> _PROBLEM DETAILS_
Set down exactly the lines from the one containing "of the laptop" through the last line of the records below, both included, and nothing else.

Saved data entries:
>>
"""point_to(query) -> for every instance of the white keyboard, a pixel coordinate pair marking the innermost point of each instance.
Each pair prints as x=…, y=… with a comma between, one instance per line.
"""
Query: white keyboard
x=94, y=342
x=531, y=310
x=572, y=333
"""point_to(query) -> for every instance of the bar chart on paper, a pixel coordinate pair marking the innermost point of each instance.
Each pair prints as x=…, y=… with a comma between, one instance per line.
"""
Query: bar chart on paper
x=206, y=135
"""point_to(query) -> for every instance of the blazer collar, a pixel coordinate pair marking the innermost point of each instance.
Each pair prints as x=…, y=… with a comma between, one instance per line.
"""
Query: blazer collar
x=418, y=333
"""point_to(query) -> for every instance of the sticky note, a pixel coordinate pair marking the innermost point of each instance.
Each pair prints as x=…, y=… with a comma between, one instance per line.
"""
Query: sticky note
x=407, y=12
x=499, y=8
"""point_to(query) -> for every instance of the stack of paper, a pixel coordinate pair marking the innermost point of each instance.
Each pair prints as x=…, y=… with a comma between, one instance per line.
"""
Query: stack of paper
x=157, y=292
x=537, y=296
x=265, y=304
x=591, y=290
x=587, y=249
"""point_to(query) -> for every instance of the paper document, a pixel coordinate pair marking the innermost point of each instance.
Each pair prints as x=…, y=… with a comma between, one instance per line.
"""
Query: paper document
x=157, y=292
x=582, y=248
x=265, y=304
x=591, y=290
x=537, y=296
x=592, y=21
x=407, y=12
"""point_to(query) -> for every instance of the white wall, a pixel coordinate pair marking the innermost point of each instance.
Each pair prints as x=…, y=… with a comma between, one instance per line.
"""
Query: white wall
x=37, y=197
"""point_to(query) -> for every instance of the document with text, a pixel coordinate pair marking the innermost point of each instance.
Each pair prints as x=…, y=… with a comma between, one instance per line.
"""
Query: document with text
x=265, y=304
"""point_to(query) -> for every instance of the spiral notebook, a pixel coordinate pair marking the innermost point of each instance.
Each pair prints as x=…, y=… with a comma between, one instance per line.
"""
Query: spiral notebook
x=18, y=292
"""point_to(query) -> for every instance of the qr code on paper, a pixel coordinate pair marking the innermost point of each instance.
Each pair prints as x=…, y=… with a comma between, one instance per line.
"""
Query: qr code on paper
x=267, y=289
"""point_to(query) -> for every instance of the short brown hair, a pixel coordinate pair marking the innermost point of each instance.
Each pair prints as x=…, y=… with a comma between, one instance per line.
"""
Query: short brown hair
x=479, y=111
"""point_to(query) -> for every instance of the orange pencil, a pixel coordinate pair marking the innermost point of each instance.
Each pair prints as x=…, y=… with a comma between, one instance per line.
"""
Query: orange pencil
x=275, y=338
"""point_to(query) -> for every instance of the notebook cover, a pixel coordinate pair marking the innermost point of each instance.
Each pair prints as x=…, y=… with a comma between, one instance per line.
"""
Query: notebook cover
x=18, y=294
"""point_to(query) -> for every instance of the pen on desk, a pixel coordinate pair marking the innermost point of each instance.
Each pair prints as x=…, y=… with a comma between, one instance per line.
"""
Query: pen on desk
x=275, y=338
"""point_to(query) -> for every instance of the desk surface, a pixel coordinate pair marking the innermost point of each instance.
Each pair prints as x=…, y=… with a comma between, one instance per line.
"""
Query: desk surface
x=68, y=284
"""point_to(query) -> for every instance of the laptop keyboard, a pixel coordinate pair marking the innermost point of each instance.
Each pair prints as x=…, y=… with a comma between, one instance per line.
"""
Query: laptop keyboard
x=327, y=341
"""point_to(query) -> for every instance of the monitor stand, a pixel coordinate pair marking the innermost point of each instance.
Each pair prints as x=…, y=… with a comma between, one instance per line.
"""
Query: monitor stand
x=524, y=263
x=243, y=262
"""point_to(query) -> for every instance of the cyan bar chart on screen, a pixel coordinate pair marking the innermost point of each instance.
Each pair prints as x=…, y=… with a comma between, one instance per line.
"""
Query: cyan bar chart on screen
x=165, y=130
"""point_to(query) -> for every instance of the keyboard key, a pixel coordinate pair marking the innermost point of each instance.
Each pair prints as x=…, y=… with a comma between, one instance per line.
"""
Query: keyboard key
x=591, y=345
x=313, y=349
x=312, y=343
<<
> _CORRECT RESULT_
"""point_to(query) -> for every instance of the laptop keyboard, a pixel coordinate pair marking the innermost point of each instance.
Each pair prints as x=…, y=… with a comma between, one instance per line.
"""
Query: laptop keyboard
x=327, y=341
"""point_to(query) -> for every instance of the monitor stand, a pixel coordinate pair marking the innermost point of each instance.
Each pair prints as x=…, y=… with a comma between, one instance per line.
"""
Query: monitor stand
x=524, y=263
x=243, y=262
"""point_to(query) -> for every instance of the cyan bar chart on screen, a pixel coordinate pair marking the innermost point of each instance.
Each pair prints as x=…, y=… with a comma between, one instance per line.
"""
Query: cyan bar chart on screen
x=165, y=130
"""point_to(query) -> for every instance of the keyboard key, a pixel coordinate pair marking the innermost point of each instance.
Each pair prints as x=…, y=… with a comma between, one instance per line.
"""
Query: keyboard key
x=591, y=345
x=313, y=349
x=312, y=343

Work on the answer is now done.